Point-per-instance localization data -
· · · · · · ·
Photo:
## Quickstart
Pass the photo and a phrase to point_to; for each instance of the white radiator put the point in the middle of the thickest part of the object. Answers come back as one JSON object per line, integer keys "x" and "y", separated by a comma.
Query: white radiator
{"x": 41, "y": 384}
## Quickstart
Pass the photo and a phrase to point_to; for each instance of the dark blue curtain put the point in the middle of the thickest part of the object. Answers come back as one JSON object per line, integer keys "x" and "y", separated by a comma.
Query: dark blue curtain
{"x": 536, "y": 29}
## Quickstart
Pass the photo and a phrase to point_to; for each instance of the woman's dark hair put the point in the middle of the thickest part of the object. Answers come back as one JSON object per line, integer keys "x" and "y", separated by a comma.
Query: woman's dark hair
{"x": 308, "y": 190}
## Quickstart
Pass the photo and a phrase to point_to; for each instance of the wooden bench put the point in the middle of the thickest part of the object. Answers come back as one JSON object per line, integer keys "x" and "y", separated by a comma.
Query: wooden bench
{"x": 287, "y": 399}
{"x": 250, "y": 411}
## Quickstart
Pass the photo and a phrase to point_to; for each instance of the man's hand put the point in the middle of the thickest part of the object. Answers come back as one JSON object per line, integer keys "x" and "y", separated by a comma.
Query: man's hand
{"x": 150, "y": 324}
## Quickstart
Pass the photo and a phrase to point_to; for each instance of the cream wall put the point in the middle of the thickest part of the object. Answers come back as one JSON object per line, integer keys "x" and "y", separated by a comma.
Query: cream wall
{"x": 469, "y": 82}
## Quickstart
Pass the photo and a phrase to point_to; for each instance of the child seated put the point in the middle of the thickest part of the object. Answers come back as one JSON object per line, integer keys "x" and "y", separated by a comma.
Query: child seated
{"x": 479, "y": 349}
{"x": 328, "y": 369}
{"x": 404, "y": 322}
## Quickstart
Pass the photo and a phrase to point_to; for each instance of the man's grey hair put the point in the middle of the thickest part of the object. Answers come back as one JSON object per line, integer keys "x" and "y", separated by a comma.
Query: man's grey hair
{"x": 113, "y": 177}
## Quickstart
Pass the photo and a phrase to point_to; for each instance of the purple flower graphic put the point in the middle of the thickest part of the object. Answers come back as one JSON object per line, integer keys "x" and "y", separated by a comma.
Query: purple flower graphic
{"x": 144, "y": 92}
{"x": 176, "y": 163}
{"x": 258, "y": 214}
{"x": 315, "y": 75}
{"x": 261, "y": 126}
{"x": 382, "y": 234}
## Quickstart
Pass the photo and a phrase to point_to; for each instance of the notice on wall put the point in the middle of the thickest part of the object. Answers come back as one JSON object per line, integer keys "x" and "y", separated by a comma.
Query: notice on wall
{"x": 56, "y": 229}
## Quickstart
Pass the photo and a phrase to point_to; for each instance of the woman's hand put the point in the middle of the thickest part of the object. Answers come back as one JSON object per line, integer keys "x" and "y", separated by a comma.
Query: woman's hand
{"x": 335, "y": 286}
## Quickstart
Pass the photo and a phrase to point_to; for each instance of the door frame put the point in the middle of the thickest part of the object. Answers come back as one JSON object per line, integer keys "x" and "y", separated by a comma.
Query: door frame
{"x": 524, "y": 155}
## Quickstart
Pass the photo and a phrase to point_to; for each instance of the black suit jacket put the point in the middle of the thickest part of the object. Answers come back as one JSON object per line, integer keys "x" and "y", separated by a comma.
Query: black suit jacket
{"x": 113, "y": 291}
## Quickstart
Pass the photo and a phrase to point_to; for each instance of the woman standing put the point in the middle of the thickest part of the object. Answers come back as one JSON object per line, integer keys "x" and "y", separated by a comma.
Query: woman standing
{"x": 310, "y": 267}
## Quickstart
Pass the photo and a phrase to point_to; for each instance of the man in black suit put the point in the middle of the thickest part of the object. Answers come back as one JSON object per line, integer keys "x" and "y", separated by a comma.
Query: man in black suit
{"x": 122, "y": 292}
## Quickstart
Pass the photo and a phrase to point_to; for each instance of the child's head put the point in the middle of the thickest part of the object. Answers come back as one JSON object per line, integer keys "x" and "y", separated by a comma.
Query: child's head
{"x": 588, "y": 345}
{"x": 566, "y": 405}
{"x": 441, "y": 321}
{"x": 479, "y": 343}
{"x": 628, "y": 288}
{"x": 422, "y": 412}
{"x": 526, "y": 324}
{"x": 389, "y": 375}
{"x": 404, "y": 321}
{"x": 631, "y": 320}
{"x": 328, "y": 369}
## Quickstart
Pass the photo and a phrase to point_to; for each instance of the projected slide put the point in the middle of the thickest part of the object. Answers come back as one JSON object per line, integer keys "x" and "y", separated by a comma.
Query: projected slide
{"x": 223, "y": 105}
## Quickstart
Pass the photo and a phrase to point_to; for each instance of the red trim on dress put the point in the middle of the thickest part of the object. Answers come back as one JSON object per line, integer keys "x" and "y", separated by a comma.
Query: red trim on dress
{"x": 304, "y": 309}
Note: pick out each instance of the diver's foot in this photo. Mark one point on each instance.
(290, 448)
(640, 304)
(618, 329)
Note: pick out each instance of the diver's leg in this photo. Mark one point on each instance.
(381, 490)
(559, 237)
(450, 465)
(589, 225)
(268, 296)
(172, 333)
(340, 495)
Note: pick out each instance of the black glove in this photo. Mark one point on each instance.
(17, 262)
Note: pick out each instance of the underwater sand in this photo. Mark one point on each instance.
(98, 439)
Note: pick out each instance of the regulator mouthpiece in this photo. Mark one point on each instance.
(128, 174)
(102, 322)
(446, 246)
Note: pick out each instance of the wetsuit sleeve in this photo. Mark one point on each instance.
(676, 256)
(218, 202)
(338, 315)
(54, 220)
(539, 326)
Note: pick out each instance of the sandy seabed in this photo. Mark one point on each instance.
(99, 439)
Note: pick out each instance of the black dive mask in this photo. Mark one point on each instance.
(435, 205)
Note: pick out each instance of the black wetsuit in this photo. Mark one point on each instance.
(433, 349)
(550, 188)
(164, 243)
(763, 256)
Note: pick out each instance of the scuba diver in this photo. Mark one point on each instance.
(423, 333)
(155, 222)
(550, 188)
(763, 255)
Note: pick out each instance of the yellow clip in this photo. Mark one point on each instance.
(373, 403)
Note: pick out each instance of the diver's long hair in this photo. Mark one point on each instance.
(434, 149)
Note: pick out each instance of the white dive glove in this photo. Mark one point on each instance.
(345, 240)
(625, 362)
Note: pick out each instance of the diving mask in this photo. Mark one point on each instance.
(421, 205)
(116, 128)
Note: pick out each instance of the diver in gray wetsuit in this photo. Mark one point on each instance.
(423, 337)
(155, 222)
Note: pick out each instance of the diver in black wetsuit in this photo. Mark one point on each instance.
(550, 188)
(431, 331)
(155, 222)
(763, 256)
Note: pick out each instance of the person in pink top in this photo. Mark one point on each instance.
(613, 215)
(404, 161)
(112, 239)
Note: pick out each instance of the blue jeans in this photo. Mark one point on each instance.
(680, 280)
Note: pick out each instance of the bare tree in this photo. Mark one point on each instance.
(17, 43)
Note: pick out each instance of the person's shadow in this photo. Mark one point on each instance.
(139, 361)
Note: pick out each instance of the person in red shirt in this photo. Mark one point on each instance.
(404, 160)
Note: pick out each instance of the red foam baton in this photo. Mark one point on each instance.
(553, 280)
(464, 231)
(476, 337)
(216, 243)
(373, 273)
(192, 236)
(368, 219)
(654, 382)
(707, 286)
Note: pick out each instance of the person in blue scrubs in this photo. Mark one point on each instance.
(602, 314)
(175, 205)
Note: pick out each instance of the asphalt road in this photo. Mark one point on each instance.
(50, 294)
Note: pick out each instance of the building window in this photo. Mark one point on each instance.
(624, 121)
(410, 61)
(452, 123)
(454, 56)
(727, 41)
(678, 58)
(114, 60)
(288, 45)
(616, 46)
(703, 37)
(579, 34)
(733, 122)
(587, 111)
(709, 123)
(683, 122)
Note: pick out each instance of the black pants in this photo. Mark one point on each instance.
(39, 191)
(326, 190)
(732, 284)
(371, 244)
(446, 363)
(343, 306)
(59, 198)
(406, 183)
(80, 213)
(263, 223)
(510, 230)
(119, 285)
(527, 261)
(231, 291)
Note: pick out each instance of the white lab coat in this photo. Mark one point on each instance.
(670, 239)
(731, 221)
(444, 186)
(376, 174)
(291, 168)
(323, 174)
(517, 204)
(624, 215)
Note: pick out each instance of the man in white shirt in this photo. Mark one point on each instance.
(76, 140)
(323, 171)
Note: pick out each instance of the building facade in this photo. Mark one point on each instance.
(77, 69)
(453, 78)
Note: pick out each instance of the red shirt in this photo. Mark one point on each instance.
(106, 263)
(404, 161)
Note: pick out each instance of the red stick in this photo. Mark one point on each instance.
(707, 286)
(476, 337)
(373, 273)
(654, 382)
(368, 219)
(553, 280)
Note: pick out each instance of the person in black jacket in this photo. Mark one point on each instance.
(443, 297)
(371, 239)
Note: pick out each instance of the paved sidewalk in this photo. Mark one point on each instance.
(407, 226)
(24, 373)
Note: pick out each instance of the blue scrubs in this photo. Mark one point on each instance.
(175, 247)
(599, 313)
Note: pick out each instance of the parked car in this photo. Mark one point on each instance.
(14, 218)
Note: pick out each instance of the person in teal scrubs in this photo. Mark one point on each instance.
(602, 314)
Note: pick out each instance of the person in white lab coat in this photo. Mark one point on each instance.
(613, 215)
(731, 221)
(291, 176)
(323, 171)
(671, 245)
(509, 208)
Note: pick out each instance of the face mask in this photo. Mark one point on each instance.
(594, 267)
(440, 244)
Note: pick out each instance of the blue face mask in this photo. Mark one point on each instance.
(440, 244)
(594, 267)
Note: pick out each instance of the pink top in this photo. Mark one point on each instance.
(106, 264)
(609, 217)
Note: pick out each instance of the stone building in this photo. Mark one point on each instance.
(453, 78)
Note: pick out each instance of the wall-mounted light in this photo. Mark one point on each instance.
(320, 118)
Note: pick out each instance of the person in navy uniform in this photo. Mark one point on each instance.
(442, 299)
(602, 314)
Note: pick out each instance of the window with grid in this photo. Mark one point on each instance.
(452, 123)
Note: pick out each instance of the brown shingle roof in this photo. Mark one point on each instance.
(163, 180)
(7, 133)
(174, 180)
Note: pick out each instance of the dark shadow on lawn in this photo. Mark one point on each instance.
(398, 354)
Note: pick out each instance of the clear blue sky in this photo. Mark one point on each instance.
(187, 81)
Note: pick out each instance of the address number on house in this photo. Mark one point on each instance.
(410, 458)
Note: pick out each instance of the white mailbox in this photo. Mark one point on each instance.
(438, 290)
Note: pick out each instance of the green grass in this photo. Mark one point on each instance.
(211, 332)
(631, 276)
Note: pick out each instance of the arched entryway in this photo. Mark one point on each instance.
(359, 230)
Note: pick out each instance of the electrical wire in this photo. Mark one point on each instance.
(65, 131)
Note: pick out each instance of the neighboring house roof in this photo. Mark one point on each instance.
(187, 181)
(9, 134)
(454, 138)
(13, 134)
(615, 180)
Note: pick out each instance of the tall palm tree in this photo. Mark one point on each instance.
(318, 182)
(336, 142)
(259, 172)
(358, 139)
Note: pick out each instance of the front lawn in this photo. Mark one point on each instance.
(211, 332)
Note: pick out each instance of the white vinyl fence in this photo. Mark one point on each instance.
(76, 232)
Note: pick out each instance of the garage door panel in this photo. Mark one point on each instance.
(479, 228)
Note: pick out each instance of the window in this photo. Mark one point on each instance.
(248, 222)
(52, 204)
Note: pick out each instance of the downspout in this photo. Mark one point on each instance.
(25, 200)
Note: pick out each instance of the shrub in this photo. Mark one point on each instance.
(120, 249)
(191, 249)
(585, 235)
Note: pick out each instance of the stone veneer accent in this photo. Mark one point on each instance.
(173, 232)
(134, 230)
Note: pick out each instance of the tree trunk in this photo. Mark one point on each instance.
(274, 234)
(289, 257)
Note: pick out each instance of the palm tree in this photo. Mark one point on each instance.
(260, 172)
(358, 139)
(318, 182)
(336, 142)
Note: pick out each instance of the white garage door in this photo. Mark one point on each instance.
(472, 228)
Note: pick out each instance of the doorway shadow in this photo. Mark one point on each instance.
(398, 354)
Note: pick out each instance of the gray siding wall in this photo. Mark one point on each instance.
· · · · · · ·
DIRECTIONS - Each of the lines from the one holding "Note: pick out each instance of the shrub" through the final line of the entries is to be set down exactly, and no others.

TASK RESULT -
Note: pick out each instance of the shrub in this photo. Mark one point on each instance.
(120, 249)
(191, 249)
(585, 235)
Note: pick out each instance of the stone veneer accent in this photo. Mark one point on each instance.
(173, 232)
(134, 230)
Note: pick out each instance of the tree trunk in this photo. Mark one point on each instance.
(274, 234)
(289, 257)
Note: pick out each instance of the palm tree in this photo. Mark one point on each instance.
(260, 172)
(358, 139)
(318, 182)
(336, 142)
Note: pick out each instance of the white garage door in this photo. Mark one point on each instance.
(472, 228)
Note: pick out each instance of the doorway shadow in this photo. Mark one point on each instance.
(398, 354)
Note: pick out each instance of the gray siding wall in this photo. Mark one point on each instance.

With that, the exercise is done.